[Stored data entries]
==*==
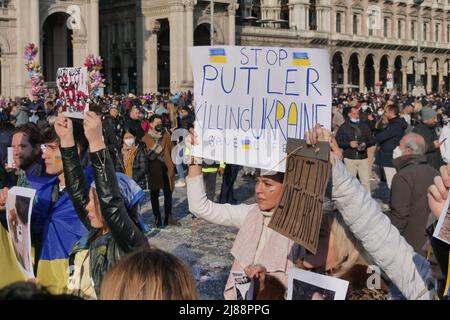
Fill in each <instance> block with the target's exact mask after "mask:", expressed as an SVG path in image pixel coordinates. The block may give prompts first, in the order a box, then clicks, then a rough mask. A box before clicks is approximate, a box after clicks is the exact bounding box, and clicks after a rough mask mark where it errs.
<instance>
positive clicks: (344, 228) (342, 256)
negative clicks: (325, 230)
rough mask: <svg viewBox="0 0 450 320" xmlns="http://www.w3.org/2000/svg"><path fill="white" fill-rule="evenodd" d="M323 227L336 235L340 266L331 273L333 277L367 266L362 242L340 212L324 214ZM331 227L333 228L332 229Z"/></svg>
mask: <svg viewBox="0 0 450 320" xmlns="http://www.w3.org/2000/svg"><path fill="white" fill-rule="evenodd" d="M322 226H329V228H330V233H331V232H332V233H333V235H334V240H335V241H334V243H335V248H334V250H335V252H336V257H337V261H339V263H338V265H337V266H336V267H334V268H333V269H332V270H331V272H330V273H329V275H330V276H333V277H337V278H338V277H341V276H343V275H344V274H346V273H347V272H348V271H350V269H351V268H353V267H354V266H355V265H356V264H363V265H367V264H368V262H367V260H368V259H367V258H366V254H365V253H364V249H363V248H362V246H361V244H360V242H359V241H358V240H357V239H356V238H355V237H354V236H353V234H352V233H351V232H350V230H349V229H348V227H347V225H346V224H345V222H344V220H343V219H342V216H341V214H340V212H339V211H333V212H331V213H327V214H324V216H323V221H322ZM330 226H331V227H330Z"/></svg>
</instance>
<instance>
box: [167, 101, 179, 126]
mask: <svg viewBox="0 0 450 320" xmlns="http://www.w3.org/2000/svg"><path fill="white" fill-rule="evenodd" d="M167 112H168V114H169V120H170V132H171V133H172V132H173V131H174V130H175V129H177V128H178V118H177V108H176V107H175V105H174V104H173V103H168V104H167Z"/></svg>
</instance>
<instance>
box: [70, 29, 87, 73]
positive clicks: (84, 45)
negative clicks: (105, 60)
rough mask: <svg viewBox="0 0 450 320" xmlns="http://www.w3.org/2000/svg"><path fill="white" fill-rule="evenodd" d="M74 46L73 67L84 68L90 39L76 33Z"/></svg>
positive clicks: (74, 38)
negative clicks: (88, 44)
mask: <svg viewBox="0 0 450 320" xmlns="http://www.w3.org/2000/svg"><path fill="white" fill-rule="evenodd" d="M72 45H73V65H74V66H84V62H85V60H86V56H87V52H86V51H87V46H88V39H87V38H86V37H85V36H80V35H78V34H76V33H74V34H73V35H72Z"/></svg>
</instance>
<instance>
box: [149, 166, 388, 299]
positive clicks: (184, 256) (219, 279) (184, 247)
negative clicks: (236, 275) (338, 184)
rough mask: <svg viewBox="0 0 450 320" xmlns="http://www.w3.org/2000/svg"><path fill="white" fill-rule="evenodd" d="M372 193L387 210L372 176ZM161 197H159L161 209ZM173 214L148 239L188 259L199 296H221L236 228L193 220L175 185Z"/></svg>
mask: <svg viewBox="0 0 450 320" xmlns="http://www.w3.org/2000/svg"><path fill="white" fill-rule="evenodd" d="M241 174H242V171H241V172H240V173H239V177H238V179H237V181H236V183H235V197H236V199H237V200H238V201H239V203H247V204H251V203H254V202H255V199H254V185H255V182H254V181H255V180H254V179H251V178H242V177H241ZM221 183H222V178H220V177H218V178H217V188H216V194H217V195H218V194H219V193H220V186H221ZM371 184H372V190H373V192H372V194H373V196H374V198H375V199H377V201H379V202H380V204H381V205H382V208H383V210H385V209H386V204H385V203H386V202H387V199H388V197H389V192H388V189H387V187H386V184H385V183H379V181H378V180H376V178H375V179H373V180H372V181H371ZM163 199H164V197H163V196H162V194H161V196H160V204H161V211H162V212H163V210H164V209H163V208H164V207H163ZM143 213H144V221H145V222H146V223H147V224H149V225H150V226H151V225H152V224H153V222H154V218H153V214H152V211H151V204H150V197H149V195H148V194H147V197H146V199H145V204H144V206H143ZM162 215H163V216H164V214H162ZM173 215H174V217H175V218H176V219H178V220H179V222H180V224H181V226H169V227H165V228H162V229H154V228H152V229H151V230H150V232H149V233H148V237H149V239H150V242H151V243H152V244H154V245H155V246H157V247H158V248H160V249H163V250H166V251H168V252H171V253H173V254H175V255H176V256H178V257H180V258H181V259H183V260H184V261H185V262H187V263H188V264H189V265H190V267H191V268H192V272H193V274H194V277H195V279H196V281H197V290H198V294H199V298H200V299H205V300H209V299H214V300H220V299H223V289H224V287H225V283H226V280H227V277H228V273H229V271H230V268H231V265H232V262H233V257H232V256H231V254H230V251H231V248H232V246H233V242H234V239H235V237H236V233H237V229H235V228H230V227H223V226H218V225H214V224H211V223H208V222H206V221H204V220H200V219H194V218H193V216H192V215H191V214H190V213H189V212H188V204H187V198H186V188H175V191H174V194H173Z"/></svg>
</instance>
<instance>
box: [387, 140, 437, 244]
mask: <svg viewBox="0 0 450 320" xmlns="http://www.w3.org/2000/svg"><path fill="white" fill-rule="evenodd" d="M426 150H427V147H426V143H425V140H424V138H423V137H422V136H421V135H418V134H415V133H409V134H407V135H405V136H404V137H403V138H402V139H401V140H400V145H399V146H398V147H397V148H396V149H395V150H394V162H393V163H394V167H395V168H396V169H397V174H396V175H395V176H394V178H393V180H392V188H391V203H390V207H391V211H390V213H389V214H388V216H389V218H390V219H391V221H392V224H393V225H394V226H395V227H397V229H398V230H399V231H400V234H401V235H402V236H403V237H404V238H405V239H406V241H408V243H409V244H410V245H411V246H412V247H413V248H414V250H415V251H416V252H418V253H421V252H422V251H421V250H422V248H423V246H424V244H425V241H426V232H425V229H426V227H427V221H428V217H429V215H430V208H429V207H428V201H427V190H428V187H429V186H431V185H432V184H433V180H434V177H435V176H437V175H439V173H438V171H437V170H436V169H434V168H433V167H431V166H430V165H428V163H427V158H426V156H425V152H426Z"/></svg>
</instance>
==*==
EXERCISE BRIEF | Transcribe all of the data above line for line, without changing any characters. Leave out the pictures.

TASK RESPONSE |
Fill in each <instance> block with the target's exact mask after "mask:", expressed as an SVG path in image pixel coordinates. The block may give prompts first, in the order a box, then clicks, then a rough mask. A box before clicks is approximate, a box after clicks is the exact bounding box, and clicks after a rough mask mark where it errs.
<instance>
positive clicks: (344, 228) (342, 256)
negative clicks: (325, 230)
rough mask: <svg viewBox="0 0 450 320" xmlns="http://www.w3.org/2000/svg"><path fill="white" fill-rule="evenodd" d="M323 227L336 235L340 266L331 273L333 277L367 266L362 242L340 212L324 214ZM331 227L333 228L332 229Z"/></svg>
mask: <svg viewBox="0 0 450 320" xmlns="http://www.w3.org/2000/svg"><path fill="white" fill-rule="evenodd" d="M322 226H329V228H330V233H331V232H332V233H333V235H334V240H335V241H334V243H335V248H334V250H335V252H336V257H337V261H339V263H338V265H337V266H336V267H334V268H333V269H332V270H331V272H330V273H329V275H330V276H333V277H337V278H338V277H341V276H343V275H344V274H346V273H347V272H348V271H350V269H351V268H353V267H354V266H355V265H356V264H363V265H367V264H368V262H367V260H368V259H367V258H366V254H365V253H364V249H363V248H362V246H361V244H360V242H359V241H358V240H357V239H356V238H355V237H354V236H353V234H352V233H351V232H350V230H349V229H348V227H347V225H346V224H345V222H344V220H343V219H342V216H341V214H340V212H339V211H333V212H331V213H327V214H324V216H323V221H322ZM330 226H331V227H330Z"/></svg>
</instance>
<instance>
box: [167, 101, 179, 126]
mask: <svg viewBox="0 0 450 320" xmlns="http://www.w3.org/2000/svg"><path fill="white" fill-rule="evenodd" d="M167 112H168V114H169V120H170V132H171V133H172V132H173V131H174V130H175V129H177V128H178V118H177V108H176V107H175V105H174V104H173V103H168V104H167Z"/></svg>
</instance>
<instance>
box: [70, 29, 87, 73]
positive clicks: (84, 45)
negative clicks: (105, 60)
rough mask: <svg viewBox="0 0 450 320" xmlns="http://www.w3.org/2000/svg"><path fill="white" fill-rule="evenodd" d="M74 46L73 67L84 68L90 39L76 33Z"/></svg>
positive clicks: (74, 38)
negative clicks: (88, 44)
mask: <svg viewBox="0 0 450 320" xmlns="http://www.w3.org/2000/svg"><path fill="white" fill-rule="evenodd" d="M72 45H73V65H74V66H84V62H85V60H86V56H87V52H86V51H87V46H88V39H87V38H86V37H85V36H80V35H78V34H76V33H74V34H73V35H72Z"/></svg>
</instance>
<instance>
box: [149, 166, 388, 299]
positive clicks: (184, 256) (219, 279) (184, 247)
negative clicks: (236, 275) (338, 184)
rough mask: <svg viewBox="0 0 450 320" xmlns="http://www.w3.org/2000/svg"><path fill="white" fill-rule="evenodd" d="M372 193L387 210L372 176ZM161 197H159L161 209ZM173 214L148 239L188 259L199 296H221L236 228L193 220L175 185Z"/></svg>
mask: <svg viewBox="0 0 450 320" xmlns="http://www.w3.org/2000/svg"><path fill="white" fill-rule="evenodd" d="M241 174H242V171H241V172H240V173H239V177H238V179H237V181H236V183H235V197H236V199H237V200H238V201H239V203H247V204H251V203H254V202H255V199H254V185H255V182H254V181H255V180H254V179H251V178H242V177H241ZM221 183H222V178H220V177H218V178H217V188H216V194H217V195H218V194H219V193H220V186H221ZM371 184H372V190H373V192H372V194H373V196H374V198H375V199H377V201H379V202H380V204H381V205H382V208H383V210H385V209H386V204H385V203H386V202H387V199H388V197H389V192H388V189H387V187H386V184H385V183H379V181H378V180H376V178H375V179H373V180H372V181H371ZM163 199H164V197H163V196H162V194H161V196H160V204H161V211H162V212H163V210H164V209H163V208H164V207H163ZM143 213H144V221H145V222H146V223H147V224H149V225H150V226H151V225H152V224H153V222H154V218H153V214H152V211H151V204H150V197H149V195H148V194H147V197H146V199H145V204H144V206H143ZM162 215H163V216H164V214H162ZM173 215H174V217H175V218H176V219H178V220H179V222H180V224H181V226H169V227H165V228H162V229H154V228H152V229H151V230H150V232H149V233H148V237H149V239H150V242H151V243H152V244H154V245H155V246H157V247H158V248H160V249H163V250H166V251H168V252H171V253H173V254H175V255H176V256H178V257H180V258H181V259H183V260H184V261H185V262H187V263H188V264H189V265H190V267H191V268H192V272H193V274H194V277H195V279H196V281H197V290H198V294H199V298H200V299H205V300H209V299H214V300H220V299H223V289H224V287H225V283H226V280H227V277H228V273H229V271H230V268H231V265H232V262H233V257H232V256H231V254H230V251H231V248H232V246H233V242H234V239H235V237H236V233H237V229H235V228H230V227H223V226H218V225H214V224H211V223H208V222H206V221H204V220H200V219H194V218H193V216H192V215H191V214H190V213H189V212H188V204H187V198H186V188H175V191H174V194H173Z"/></svg>
</instance>
<instance>
box: [387, 140, 437, 244]
mask: <svg viewBox="0 0 450 320" xmlns="http://www.w3.org/2000/svg"><path fill="white" fill-rule="evenodd" d="M426 150H427V147H426V143H425V140H424V138H423V137H422V136H421V135H418V134H415V133H409V134H407V135H405V136H404V137H403V138H402V139H401V140H400V145H399V146H398V147H397V148H396V149H395V150H394V162H393V163H394V167H395V168H396V169H397V174H396V175H395V176H394V178H393V180H392V188H391V203H390V207H391V211H390V213H389V214H388V216H389V218H390V219H391V221H392V224H393V225H394V226H395V227H397V229H398V230H399V231H400V234H401V235H402V236H403V237H404V238H405V239H406V241H408V243H409V244H410V245H411V246H412V247H413V248H414V250H415V251H416V252H418V253H421V252H422V251H421V250H422V248H423V246H424V244H425V241H426V232H425V229H426V227H427V221H428V217H429V215H430V208H429V207H428V201H427V190H428V187H429V186H431V185H432V184H433V180H434V177H435V176H437V175H439V173H438V171H437V170H436V169H434V168H433V167H431V166H430V165H428V163H427V158H426V156H425V152H426Z"/></svg>
</instance>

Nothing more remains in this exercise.